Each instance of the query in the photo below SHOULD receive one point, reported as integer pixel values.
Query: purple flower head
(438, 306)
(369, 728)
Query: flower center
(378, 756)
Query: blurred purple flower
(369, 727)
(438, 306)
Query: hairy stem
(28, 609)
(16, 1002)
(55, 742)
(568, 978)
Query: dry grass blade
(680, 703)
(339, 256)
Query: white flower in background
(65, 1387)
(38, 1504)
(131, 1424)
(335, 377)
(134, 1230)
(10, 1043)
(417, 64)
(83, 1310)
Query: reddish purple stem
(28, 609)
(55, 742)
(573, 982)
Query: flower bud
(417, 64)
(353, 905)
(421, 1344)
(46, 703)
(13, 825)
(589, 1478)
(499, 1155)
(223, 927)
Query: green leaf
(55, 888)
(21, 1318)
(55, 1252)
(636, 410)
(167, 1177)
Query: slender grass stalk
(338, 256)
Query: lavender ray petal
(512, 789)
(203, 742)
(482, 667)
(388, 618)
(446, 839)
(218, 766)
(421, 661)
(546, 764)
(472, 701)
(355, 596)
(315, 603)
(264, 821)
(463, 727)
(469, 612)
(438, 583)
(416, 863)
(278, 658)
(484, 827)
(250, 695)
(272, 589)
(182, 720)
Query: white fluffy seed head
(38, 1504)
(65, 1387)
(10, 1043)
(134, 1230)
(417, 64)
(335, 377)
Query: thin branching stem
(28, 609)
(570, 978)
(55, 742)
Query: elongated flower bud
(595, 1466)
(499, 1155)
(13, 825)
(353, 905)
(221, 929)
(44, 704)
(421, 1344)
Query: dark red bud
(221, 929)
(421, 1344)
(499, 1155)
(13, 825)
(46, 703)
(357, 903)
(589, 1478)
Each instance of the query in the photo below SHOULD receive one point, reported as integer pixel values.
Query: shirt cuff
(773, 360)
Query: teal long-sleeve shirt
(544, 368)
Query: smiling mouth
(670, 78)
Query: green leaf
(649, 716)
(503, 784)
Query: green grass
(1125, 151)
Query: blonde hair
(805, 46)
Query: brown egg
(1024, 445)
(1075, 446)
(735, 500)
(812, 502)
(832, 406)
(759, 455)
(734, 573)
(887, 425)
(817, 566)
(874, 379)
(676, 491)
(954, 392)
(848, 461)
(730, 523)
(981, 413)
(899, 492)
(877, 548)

= = =

■ DESCRIPTION OF THE TASK ■
Extract all of the data shown above and repeat it verbatim.

■ TASK SOLUTION ■
Each instance of the query in the photo below SHOULD receive one point, reported as integer pixel values.
Query: purple flower head
(438, 306)
(369, 728)
Query: flower center
(378, 756)
Query: blurred purple flower
(369, 727)
(438, 306)
Query: hairy stem
(28, 609)
(16, 1002)
(55, 742)
(568, 978)
Query: dry grass blade
(680, 703)
(339, 256)
Query: white flower in background
(65, 1387)
(38, 1504)
(131, 1424)
(335, 377)
(134, 1230)
(10, 1043)
(417, 64)
(83, 1310)
Query: reddish purple stem
(28, 609)
(55, 742)
(573, 982)
Query: flower bud
(417, 64)
(353, 905)
(421, 1344)
(46, 703)
(13, 825)
(589, 1478)
(499, 1155)
(223, 927)
Query: green leaf
(55, 888)
(21, 1318)
(55, 1252)
(636, 410)
(167, 1177)
Query: slender grass stalk
(338, 256)
Query: lavender ray petal
(512, 789)
(203, 742)
(482, 667)
(388, 618)
(446, 839)
(218, 766)
(421, 661)
(546, 764)
(472, 701)
(355, 596)
(315, 603)
(264, 821)
(463, 727)
(469, 612)
(438, 583)
(416, 863)
(278, 658)
(484, 827)
(250, 695)
(272, 589)
(182, 720)
Query: white fluffy seed head
(38, 1504)
(65, 1387)
(10, 1043)
(134, 1230)
(417, 64)
(335, 377)
Query: thin branching stem
(28, 609)
(570, 978)
(55, 742)
Query: elongated flower bud
(595, 1466)
(499, 1155)
(13, 825)
(353, 905)
(221, 929)
(44, 704)
(421, 1344)
Query: dark red bud
(221, 929)
(421, 1344)
(499, 1155)
(13, 825)
(46, 703)
(357, 903)
(589, 1478)
Each instance of the query in the photo below SHOULD receive one point, reported as integer pixel values.
Query: shirt cuff
(773, 360)
Query: teal long-sleeve shirt
(544, 368)
Query: smiling mouth
(670, 78)
Query: green leaf
(649, 716)
(503, 784)
Query: green grass
(1125, 151)
Query: blonde hair
(805, 46)
Query: brown egg
(1024, 445)
(1075, 446)
(735, 500)
(812, 502)
(832, 406)
(759, 455)
(734, 573)
(887, 425)
(817, 566)
(874, 379)
(676, 491)
(954, 392)
(848, 461)
(730, 523)
(981, 413)
(899, 492)
(877, 548)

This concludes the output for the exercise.